## Brief 1
Answer these questions using the Jeordi biography:
(a) Where did Reyes start songwriting and toplining?
(b) In what year did Reyes take a position at Warner Music Group as a publishing administrator?
(c) What is the name of the publishing company that Henkka "MGI" Lanz signed Reyes to?

··· Given passage ···

Jordan James Reyes (born October 5, 1986), known professionally as Jeordi is an American musician, international songwriter and vocal producer. He is an 8-time platinum selling songwriter and held the fourth most played song of the decade in the entire country of Finland (2010-2020). As a vocal producer and songwriter, he has co-written in sessions with many notable artists including Queen Latifah, Rotimi, Adrian Marcel, Krewella and Alex Aiono. Reyes has also contributed his writing to many major label releases worldwide including international artists, Lu Han (former member of K-pop boy group EXO) and both Evelina, Nikee Ankara (Universal Music Group Finland artists). He is also the co-founder of music publishing house Red Matter Recordings.

Life and career

Career beginnings 
Reyes, who is of Filipino  descent and native of Uptown, Chicago, began by singing in the church choir. His father was a musician as well and often travelled across the US as a family, with his touring band. Reyes started songwriting and toplining at the University of Illinois at Urbana-Champaign in dorm rooms and started recording his own vocals on top of beats with classmates. His first serious exposure to any kind of renowned recording studio was in 2009 at an impromptu invitation to a few recording/writing sessions in Hollywood, CA. The session included new songwriter Bruno Mars, and steady climbing production team the Stereotypes. Reyes recalls being in awe listening to the quality in writing and lyrics in the demos played. That night he decided to commit to his craft by throwing away his own demos and starting from scratch.

In 2013, Reyes eventually secured an internship with CRUSH music group working on label and administration releases for artists Sia, Fall Out Boy and Travie McCoy. This led to a position at Warner Music Group as a publishing administrator in 2016 working on international licensing. After a year, Reyes was offered his own worldwide publishing deal (coincidentally with Warner Music Group) as a songwriter and left to pursue his dream full time.

2016–present 
Reyes was mentored for several years by songwriter and producer Henkka “MGI” Lanz, who signed Reyes to his publishing company M-Eazy Music in collaboration with Warner Music Group - Finland. While under MGI's tutelage, Reyes co-wrote many songs, including hits such as Evelina's “Honey," "Sushi," and Nikee Ankara’s "Ootsa Nahny Nikee.”

By 2017–2018, Reyes would co-write 2 original songs for the new Fox Animation franchise "Ice Age 5: Collision Course" film trailers, that would air in the US and Latin Markets. This would open up new opportunities in the world of Film/TV. Sync licensing placements included television shows on MTV, Netflix, Hulu, USA Network, The CW, E! Entertainment, NFL Network, Sky Sports etc.

··· Available records ···

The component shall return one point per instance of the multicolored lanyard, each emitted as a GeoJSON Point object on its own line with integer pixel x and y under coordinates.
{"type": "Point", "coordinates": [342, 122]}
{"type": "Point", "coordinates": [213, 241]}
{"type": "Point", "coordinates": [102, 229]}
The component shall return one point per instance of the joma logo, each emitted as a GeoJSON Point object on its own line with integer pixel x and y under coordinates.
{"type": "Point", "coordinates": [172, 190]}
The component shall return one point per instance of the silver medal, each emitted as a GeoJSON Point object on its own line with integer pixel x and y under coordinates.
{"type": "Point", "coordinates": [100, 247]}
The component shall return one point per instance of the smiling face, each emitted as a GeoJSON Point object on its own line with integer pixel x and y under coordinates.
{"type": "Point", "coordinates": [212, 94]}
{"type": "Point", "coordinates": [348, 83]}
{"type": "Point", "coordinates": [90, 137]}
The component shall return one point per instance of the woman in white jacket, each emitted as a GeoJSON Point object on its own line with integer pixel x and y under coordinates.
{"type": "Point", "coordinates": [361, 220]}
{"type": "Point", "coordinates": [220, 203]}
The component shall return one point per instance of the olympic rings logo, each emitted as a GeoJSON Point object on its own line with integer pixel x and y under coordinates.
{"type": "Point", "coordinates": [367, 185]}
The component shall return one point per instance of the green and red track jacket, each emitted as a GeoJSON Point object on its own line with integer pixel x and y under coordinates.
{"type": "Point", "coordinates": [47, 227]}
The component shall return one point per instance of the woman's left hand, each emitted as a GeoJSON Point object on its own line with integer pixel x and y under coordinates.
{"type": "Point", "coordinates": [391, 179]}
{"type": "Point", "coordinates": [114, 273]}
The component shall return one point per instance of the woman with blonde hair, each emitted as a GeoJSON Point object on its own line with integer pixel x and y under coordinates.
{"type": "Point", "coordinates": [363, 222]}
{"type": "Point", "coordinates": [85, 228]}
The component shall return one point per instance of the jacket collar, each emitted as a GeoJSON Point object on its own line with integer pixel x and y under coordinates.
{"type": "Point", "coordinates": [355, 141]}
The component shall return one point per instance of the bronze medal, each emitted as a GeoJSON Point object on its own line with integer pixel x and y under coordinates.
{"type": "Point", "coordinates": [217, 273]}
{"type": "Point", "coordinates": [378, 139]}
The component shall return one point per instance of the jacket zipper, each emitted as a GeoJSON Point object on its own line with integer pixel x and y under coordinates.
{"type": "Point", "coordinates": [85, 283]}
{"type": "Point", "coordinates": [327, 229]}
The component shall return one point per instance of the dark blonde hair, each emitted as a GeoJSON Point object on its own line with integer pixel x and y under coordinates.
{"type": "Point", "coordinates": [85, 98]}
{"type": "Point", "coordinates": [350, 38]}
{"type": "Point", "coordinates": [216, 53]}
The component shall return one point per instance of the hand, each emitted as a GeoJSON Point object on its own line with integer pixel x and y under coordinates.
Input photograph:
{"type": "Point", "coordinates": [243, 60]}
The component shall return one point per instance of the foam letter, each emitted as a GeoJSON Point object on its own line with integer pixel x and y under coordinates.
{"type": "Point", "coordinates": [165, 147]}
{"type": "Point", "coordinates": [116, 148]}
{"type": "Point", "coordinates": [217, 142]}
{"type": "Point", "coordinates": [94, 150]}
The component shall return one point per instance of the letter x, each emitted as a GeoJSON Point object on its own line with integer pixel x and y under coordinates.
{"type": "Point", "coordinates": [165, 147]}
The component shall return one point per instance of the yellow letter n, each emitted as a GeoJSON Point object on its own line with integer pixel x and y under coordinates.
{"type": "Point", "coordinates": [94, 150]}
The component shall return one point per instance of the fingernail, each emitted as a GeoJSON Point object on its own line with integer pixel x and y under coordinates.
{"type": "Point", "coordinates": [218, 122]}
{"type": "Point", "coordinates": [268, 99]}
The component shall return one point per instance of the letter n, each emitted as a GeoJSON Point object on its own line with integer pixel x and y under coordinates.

···

## Brief 2
Rewrite the records starting with the line containing "The component shall return one point per instance of the foam" and going on through the end of the records. Keep the requests, and multiply every coordinate in the answers by 2.45, rounding to whole numbers with halves rounded up.

## Exercise result 1
(a) At the University of Illinois at Urbana-Champaign.
(b) 2016.
(c) M-Eazy Music.

## Exercise result 2
The component shall return one point per instance of the foam letter, each emitted as a GeoJSON Point object on its own line with integer pixel x and y under coordinates.
{"type": "Point", "coordinates": [404, 360]}
{"type": "Point", "coordinates": [284, 363]}
{"type": "Point", "coordinates": [532, 348]}
{"type": "Point", "coordinates": [230, 368]}
The component shall return one point per instance of the letter x, each emitted as a GeoJSON Point object on its own line with integer pixel x and y under coordinates.
{"type": "Point", "coordinates": [404, 360]}
The component shall return one point per instance of the yellow letter n, each emitted as a GeoJSON Point object on its own line with integer pixel x and y under coordinates.
{"type": "Point", "coordinates": [230, 368]}
The component shall return one point per instance of the fingernail, each emitted as a GeoJSON Point object on its own line with integer pixel x and y under coordinates.
{"type": "Point", "coordinates": [534, 299]}
{"type": "Point", "coordinates": [657, 243]}
The component shall return one point per instance of the letter n, each emitted as a GeoJSON Point object on its own line with integer pixel x and y under coordinates.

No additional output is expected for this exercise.